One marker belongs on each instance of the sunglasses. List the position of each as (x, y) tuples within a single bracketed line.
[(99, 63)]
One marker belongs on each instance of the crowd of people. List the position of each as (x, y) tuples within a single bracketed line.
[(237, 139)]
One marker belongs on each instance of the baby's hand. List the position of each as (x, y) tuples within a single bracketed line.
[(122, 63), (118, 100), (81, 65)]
◆ ◆ ◆ ◆
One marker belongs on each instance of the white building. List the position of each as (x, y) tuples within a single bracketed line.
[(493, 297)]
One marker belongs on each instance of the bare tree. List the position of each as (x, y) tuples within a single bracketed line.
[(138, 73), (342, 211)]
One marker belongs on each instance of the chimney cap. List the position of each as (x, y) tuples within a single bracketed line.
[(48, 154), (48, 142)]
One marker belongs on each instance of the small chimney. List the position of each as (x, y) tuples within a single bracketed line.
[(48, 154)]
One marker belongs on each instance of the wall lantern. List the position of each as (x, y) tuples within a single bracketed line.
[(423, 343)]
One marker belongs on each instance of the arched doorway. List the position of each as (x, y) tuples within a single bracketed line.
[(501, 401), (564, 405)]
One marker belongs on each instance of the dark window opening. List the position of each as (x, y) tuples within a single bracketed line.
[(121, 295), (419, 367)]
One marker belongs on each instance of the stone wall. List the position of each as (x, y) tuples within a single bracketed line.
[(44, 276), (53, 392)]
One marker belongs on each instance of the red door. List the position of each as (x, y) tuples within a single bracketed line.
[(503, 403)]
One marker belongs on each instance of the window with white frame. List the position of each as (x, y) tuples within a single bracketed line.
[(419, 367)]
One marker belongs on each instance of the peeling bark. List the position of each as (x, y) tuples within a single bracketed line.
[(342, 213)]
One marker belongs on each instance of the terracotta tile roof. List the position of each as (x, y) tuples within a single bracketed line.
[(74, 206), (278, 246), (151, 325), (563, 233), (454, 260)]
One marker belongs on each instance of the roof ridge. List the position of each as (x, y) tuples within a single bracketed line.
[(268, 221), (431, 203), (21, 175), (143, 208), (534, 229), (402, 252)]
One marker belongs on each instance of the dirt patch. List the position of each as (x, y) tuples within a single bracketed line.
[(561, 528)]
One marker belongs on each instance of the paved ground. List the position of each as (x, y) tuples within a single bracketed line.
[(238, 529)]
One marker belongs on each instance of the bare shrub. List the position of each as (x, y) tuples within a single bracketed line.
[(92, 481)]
◆ ◆ ◆ ◆
■ **TWOJE POLECENIE**:
Przekształć w listę JSON ciągów znaków wiersze od wiersza zawierającego „One marker belongs on each instance of the sunglasses.” aż do wiersza zawierającego „[(122, 63), (118, 100), (81, 65)]” włącznie, po jednym elemencie na wiersz, z pominięciem pustych. Nie uwzględniaj żadnych innych wierszy.

■ **ROZWIĄZANIE ZADANIA**:
[
  "One marker belongs on each instance of the sunglasses. List the position of each as (x, y) tuples within a single bracketed line.",
  "[(99, 63)]",
  "One marker belongs on each instance of the crowd of people. List the position of each as (x, y) tuples within a single bracketed line.",
  "[(237, 139)]",
  "One marker belongs on each instance of the baby's hand. List the position of each as (x, y) tuples within a single bracketed line.",
  "[(122, 63), (118, 100), (81, 65)]"
]